Prompt
Your job is to transcribe all the records that follow, excluding any pictures.

Available records
------------------------

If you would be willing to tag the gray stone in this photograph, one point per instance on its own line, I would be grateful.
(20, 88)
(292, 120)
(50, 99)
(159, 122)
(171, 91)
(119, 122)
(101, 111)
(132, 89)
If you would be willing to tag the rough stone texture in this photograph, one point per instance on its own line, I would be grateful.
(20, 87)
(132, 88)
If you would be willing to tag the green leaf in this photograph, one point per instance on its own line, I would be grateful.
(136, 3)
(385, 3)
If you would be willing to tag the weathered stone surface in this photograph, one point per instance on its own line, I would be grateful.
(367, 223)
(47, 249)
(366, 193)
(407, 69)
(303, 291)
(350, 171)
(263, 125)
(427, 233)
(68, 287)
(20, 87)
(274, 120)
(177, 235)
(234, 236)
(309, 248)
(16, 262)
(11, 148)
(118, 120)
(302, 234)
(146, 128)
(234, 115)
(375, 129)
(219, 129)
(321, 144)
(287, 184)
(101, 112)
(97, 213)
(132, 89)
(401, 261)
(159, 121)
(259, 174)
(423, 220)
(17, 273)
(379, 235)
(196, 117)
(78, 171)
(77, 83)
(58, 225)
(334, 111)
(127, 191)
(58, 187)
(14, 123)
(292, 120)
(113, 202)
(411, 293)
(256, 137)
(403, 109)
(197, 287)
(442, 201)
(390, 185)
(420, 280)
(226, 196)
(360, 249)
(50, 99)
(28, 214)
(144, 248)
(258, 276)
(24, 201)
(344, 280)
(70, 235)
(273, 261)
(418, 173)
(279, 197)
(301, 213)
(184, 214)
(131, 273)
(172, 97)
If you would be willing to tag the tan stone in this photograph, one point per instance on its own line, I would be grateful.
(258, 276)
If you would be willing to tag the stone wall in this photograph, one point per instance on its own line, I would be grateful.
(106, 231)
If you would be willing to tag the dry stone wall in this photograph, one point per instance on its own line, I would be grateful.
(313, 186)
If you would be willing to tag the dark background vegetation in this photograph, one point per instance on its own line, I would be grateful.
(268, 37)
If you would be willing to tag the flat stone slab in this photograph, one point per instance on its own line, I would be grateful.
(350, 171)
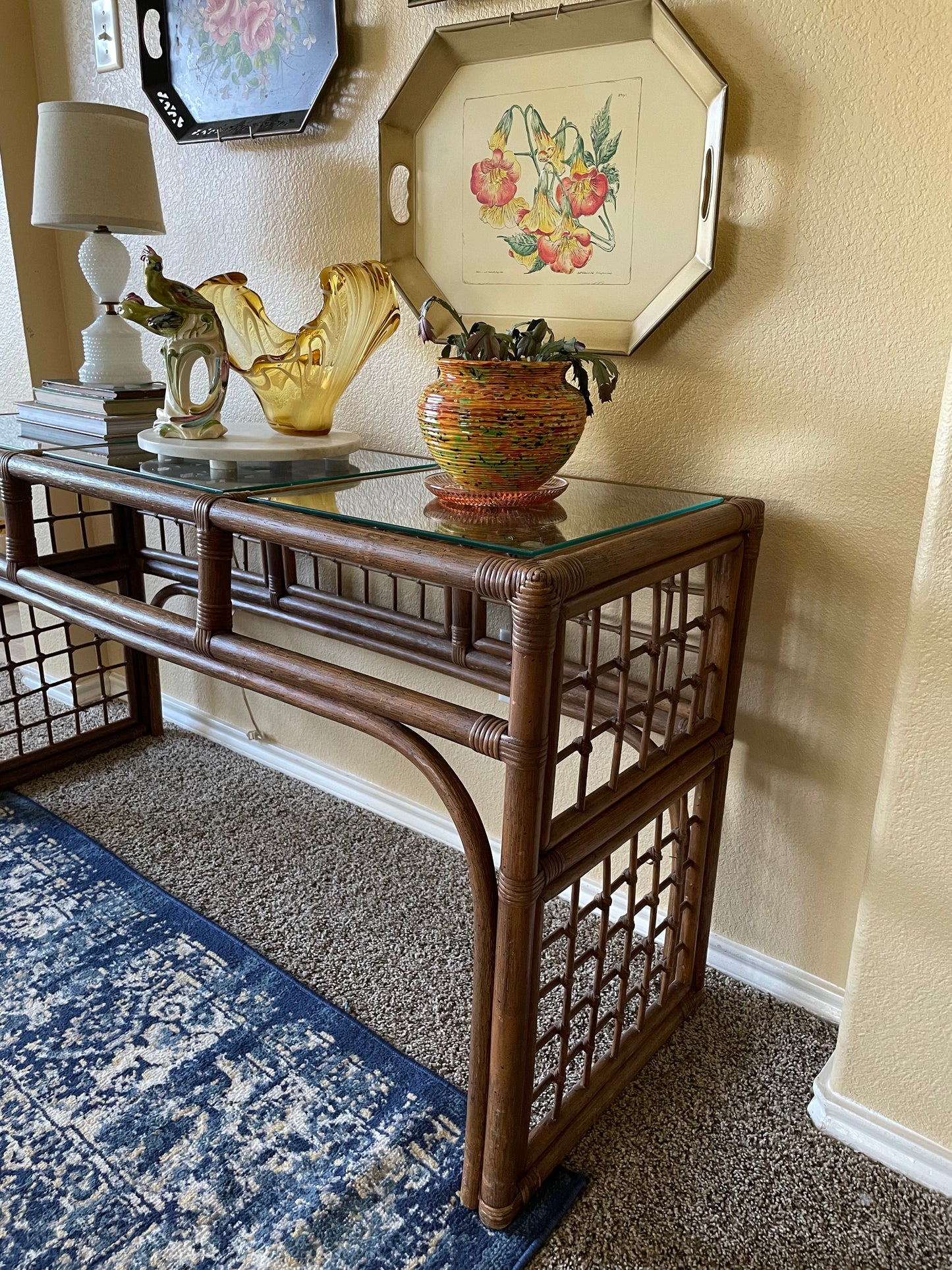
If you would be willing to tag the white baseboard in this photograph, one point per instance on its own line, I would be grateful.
(745, 964)
(876, 1136)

------------------------

Result below
If you would be willing to tag the gray stone in this photograph, one point per instance on its own line, I would be grateful.
(20, 88)
(292, 120)
(50, 99)
(159, 122)
(171, 91)
(119, 122)
(101, 111)
(132, 89)
If you would be willing to tag the rough stone texture in this photograph, one point per instance on its own line, I would be grateful.
(20, 87)
(132, 88)
If you would be willing to tag the green leaf in this photograph, one point per instance on its own line, I would be grateful.
(136, 3)
(385, 3)
If you would be willing to tag the weathered stone surface in this photograph, one point per instance on its own line, I would be grateful.
(367, 223)
(47, 249)
(366, 193)
(407, 69)
(303, 291)
(350, 171)
(263, 125)
(427, 233)
(68, 287)
(20, 87)
(274, 120)
(177, 235)
(234, 236)
(309, 248)
(16, 262)
(11, 148)
(118, 120)
(302, 234)
(146, 128)
(234, 115)
(375, 129)
(219, 129)
(321, 144)
(287, 184)
(101, 112)
(97, 213)
(132, 89)
(401, 261)
(159, 121)
(259, 174)
(423, 220)
(17, 273)
(379, 235)
(196, 117)
(78, 171)
(77, 83)
(58, 225)
(334, 111)
(127, 191)
(58, 187)
(14, 123)
(292, 120)
(113, 202)
(411, 293)
(256, 137)
(403, 109)
(197, 287)
(442, 201)
(390, 185)
(420, 280)
(226, 196)
(360, 249)
(50, 99)
(28, 214)
(144, 248)
(258, 276)
(24, 201)
(344, 280)
(70, 235)
(273, 261)
(418, 173)
(279, 197)
(301, 213)
(184, 214)
(131, 273)
(172, 97)
If you would be willing to tag the tan stone in this photograph, one point per instance on its own line, I would be grateful.
(258, 276)
If you would be willing to tag the stone wall in this photograph, one point per instance on its own line, I would be grateful.
(106, 231)
If you would be willing to tag the dry stone wall in this photograph, one point per instance on its own line, I would be grateful.
(313, 186)
If you would be willing to tag the dark background vegetation in this photograph, one point per instance on its own line, I would be grateful.
(268, 37)
If you would be willing to tag the flat stone slab in this photograph, one point per instance on its own line, I would be grateful.
(350, 171)
If you would be willing to tag the white baseboard in this photograph, one point per instance on its own line, I would be grateful.
(745, 964)
(876, 1136)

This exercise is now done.